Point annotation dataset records

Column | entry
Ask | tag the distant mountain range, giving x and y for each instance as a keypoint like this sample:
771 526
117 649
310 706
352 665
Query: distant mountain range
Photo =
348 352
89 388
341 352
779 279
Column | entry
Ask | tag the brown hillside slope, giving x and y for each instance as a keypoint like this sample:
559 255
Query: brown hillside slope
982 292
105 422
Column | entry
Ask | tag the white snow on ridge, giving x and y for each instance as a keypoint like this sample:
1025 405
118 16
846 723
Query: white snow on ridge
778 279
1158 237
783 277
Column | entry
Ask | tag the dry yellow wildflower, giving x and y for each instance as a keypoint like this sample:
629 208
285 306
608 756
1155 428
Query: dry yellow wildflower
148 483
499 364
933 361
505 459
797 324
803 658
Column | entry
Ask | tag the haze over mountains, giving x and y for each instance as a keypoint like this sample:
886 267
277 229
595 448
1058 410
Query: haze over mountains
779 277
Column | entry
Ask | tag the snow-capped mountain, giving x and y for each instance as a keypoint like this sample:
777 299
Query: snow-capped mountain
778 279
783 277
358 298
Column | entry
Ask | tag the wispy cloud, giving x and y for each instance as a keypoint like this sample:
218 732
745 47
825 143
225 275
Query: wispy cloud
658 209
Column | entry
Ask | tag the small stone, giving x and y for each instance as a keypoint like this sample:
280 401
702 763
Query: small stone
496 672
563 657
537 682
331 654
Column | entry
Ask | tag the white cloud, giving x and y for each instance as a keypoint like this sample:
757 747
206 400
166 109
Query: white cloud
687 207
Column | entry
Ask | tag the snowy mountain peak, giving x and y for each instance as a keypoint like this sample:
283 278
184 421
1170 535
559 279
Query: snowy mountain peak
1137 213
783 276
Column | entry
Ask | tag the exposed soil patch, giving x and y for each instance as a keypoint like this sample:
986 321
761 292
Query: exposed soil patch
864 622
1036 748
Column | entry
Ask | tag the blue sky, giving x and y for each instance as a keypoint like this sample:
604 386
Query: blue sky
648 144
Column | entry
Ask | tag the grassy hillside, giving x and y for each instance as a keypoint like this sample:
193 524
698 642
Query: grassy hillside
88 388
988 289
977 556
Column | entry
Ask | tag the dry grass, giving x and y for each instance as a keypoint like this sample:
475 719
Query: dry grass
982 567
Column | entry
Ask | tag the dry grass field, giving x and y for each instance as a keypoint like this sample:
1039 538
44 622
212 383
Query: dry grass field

Exercise directions:
All of the entries must be quoted exactly; please include each one.

The result:
Column | entry
Ask | tag the distant mountain range, giving x and y for each instance as a keypoint like this sample:
771 526
117 649
310 706
352 665
Query: distant mountain range
Photo =
348 352
89 388
341 352
779 279
Column | entry
Ask | tag the brown hillside slope, giving x and y for each instance as a keypoint like this sample:
559 255
Query: brown hillside slope
982 292
105 422
Column | entry
Ask | tag the white snow on ridge, giving x and y for each instance as a keypoint like this sample:
1025 405
118 16
846 723
Query: white snow on ridge
778 279
1158 237
783 277
Column | entry
Ask | tag the dry yellow wildflower, giving x and y for each instance as a keypoint like this sample:
629 208
285 306
608 756
1155 428
Query: dry yellow wildflower
148 483
499 364
933 361
505 459
797 324
803 658
Column | entry
Ask | tag the haze over mountains, giving x and y for each instance as a keypoint like this sample:
886 267
277 229
595 448
1058 410
Query: haze over mountains
779 277
Column | entry
Ask | tag the snow-capped mountain, giving x and y for each instance as a keypoint like this sample:
777 299
Query: snow-capped mountain
778 279
783 277
358 298
Column | entry
Ask | tag the wispy cloud, giving x and y for each instance as a keypoint like this sample:
218 732
745 47
825 143
225 275
Query: wispy cloud
658 209
Column | entry
Ask | tag the small stone, giving x and y for each instance as a keypoint like this sample:
280 401
702 763
Query: small stone
496 672
563 657
537 682
331 654
Column | entry
Ask | tag the white cloud, giving x and y for each instance as a keypoint like this sample:
757 747
206 400
166 109
Query: white cloud
687 207
Column | entry
Ask | tag the snowy mountain peak, giving x and y for each instance as a keypoint like this sample:
283 278
184 421
1170 535
559 279
Query: snowy mountain peak
1137 213
783 276
Column | entry
Ask | tag the exposed soil patch, giving x and y for each instance as a keypoint like this sample:
986 321
761 292
Query: exposed soil patch
864 622
1036 748
Column | entry
Ask | tag the blue sky, giving x and y for each instance as a keypoint like this sample:
604 386
Query: blue sky
648 144
Column | entry
Ask | tag the grassy hillside, giving x and y for each instance as a keypoint like this sample:
193 524
698 642
Query: grassy hillside
88 388
988 289
977 556
Column | entry
Ask | tag the dry grass, giving x and y for each instance as a keypoint like this sample:
475 719
Query: dry grass
982 567
Column | entry
Ask | tag the dry grass field, giving x and y for each instance as a keypoint like this sample:
1039 538
44 622
212 383
Query: dry grass field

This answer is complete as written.